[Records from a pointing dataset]
-- -- --

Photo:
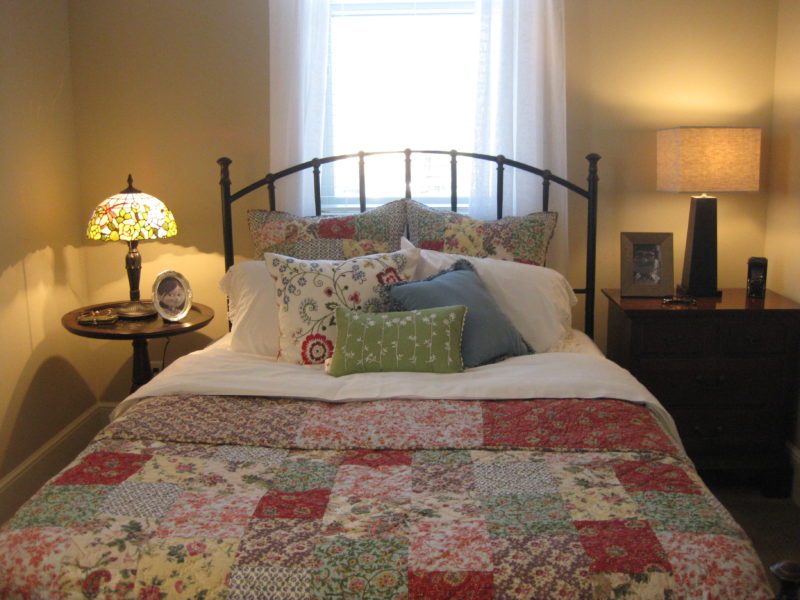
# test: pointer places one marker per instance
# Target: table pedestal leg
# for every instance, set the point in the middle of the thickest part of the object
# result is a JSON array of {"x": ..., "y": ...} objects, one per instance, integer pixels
[{"x": 141, "y": 364}]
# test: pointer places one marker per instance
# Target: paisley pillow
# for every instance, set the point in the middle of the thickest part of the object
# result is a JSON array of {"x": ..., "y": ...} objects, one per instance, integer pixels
[
  {"x": 309, "y": 291},
  {"x": 521, "y": 239},
  {"x": 328, "y": 238}
]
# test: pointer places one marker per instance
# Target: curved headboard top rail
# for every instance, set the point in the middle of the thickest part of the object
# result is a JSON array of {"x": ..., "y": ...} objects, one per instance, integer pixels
[{"x": 501, "y": 162}]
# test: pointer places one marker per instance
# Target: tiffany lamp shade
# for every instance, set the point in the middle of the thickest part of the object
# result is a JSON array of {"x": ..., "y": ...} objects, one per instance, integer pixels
[{"x": 131, "y": 216}]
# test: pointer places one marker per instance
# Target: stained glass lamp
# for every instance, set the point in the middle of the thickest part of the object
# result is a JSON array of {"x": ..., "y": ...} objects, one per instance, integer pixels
[{"x": 132, "y": 216}]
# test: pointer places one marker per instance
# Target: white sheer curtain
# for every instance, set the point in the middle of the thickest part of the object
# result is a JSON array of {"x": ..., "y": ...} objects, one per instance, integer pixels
[
  {"x": 521, "y": 109},
  {"x": 298, "y": 66}
]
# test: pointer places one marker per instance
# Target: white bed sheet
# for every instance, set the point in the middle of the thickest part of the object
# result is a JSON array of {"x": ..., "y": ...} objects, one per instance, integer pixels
[{"x": 576, "y": 370}]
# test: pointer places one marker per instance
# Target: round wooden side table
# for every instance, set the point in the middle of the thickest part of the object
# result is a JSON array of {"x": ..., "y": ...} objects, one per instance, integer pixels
[{"x": 137, "y": 330}]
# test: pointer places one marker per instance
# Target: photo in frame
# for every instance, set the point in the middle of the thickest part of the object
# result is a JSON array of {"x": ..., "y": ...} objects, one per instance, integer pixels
[
  {"x": 172, "y": 295},
  {"x": 646, "y": 264}
]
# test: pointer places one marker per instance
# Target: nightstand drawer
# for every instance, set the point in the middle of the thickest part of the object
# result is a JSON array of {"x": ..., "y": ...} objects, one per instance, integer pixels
[
  {"x": 753, "y": 337},
  {"x": 726, "y": 428},
  {"x": 755, "y": 382},
  {"x": 685, "y": 337}
]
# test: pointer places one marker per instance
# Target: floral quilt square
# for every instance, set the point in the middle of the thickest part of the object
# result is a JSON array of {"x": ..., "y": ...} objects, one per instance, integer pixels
[
  {"x": 178, "y": 568},
  {"x": 686, "y": 513},
  {"x": 377, "y": 458},
  {"x": 448, "y": 585},
  {"x": 397, "y": 424},
  {"x": 649, "y": 476},
  {"x": 450, "y": 546},
  {"x": 102, "y": 468},
  {"x": 723, "y": 566},
  {"x": 374, "y": 569},
  {"x": 198, "y": 514},
  {"x": 622, "y": 545},
  {"x": 520, "y": 514},
  {"x": 533, "y": 566},
  {"x": 308, "y": 504},
  {"x": 269, "y": 583},
  {"x": 443, "y": 479},
  {"x": 288, "y": 543},
  {"x": 514, "y": 478},
  {"x": 566, "y": 424},
  {"x": 366, "y": 518},
  {"x": 392, "y": 483},
  {"x": 302, "y": 474},
  {"x": 61, "y": 506},
  {"x": 36, "y": 559},
  {"x": 445, "y": 507}
]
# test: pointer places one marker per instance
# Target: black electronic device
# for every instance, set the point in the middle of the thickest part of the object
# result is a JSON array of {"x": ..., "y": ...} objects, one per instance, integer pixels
[{"x": 756, "y": 277}]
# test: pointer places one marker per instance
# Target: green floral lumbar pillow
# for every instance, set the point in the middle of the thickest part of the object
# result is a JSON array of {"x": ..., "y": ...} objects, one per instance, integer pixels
[
  {"x": 309, "y": 291},
  {"x": 427, "y": 340}
]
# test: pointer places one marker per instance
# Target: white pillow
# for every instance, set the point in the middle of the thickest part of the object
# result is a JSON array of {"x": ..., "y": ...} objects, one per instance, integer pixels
[
  {"x": 251, "y": 308},
  {"x": 537, "y": 300}
]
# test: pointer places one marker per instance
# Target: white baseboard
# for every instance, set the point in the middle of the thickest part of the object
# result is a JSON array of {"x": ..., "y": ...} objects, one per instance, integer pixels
[
  {"x": 794, "y": 452},
  {"x": 20, "y": 484}
]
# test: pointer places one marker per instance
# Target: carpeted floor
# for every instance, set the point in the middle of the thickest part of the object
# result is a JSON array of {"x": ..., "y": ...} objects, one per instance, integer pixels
[{"x": 772, "y": 523}]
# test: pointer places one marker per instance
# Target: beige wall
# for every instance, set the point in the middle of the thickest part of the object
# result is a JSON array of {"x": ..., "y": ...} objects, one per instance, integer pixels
[
  {"x": 634, "y": 67},
  {"x": 163, "y": 89},
  {"x": 44, "y": 383},
  {"x": 783, "y": 222}
]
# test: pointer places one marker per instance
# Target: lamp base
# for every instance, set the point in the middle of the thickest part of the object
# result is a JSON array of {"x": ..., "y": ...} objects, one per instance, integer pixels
[{"x": 135, "y": 309}]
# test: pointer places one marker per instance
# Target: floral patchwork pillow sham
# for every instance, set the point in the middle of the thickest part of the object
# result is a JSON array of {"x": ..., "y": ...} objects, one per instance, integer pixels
[
  {"x": 309, "y": 291},
  {"x": 521, "y": 239},
  {"x": 328, "y": 238},
  {"x": 427, "y": 341}
]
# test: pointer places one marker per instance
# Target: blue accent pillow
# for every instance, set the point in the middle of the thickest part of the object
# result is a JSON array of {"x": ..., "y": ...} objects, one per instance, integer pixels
[{"x": 488, "y": 334}]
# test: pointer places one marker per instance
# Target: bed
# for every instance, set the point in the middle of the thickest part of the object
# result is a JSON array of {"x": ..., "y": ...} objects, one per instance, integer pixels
[{"x": 544, "y": 471}]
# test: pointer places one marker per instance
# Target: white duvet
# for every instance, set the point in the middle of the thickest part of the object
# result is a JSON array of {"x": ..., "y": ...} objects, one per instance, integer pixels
[{"x": 579, "y": 372}]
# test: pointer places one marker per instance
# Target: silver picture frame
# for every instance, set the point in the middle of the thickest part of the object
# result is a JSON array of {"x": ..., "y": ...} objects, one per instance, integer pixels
[
  {"x": 646, "y": 264},
  {"x": 172, "y": 295}
]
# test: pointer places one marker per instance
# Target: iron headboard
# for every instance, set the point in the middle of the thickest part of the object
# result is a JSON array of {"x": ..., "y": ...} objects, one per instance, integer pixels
[{"x": 589, "y": 193}]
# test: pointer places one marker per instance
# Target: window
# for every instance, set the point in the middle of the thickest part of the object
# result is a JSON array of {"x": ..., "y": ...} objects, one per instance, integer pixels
[{"x": 400, "y": 74}]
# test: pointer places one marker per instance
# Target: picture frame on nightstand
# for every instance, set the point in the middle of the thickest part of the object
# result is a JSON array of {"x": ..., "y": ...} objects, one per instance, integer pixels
[{"x": 646, "y": 264}]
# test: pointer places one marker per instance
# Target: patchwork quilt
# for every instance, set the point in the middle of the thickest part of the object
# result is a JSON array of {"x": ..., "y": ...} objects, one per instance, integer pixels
[{"x": 242, "y": 498}]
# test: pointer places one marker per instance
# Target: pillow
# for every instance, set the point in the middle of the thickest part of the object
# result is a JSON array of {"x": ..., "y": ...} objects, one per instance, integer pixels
[
  {"x": 426, "y": 341},
  {"x": 330, "y": 238},
  {"x": 521, "y": 239},
  {"x": 538, "y": 301},
  {"x": 308, "y": 293},
  {"x": 251, "y": 308},
  {"x": 488, "y": 334}
]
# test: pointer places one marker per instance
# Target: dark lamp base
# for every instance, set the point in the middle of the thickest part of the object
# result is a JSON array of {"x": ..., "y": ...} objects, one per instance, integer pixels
[{"x": 136, "y": 309}]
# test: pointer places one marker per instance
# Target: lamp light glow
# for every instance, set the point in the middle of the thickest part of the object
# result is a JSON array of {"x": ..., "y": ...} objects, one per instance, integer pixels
[
  {"x": 132, "y": 216},
  {"x": 706, "y": 159}
]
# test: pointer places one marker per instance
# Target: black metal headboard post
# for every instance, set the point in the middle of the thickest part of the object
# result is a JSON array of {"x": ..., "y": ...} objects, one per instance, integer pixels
[{"x": 590, "y": 193}]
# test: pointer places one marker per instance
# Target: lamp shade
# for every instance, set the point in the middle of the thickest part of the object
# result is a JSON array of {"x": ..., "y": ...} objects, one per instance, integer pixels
[
  {"x": 708, "y": 159},
  {"x": 131, "y": 216}
]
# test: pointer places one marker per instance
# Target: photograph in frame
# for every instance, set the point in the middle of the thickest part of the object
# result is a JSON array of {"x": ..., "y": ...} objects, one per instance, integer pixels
[
  {"x": 646, "y": 264},
  {"x": 172, "y": 295}
]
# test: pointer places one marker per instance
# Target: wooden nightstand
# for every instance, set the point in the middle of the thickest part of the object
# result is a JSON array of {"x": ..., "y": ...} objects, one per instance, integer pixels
[
  {"x": 137, "y": 330},
  {"x": 727, "y": 371}
]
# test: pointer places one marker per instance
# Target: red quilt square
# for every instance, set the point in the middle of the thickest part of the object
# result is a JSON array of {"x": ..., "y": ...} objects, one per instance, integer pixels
[
  {"x": 377, "y": 458},
  {"x": 596, "y": 424},
  {"x": 276, "y": 504},
  {"x": 104, "y": 468},
  {"x": 643, "y": 476},
  {"x": 622, "y": 546},
  {"x": 450, "y": 585}
]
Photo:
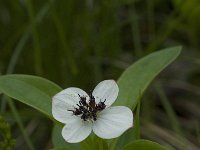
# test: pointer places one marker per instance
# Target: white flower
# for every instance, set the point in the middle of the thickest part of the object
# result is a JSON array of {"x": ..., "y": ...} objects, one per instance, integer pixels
[{"x": 81, "y": 113}]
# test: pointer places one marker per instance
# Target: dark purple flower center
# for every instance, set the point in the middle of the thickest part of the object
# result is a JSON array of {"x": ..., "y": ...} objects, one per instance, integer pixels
[{"x": 88, "y": 110}]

-- -- --

Brief
Gather every line of the records that contains the string "dark" and list them, one per line.

Answer below
# Target: dark lamp base
# Target: dark purple flower center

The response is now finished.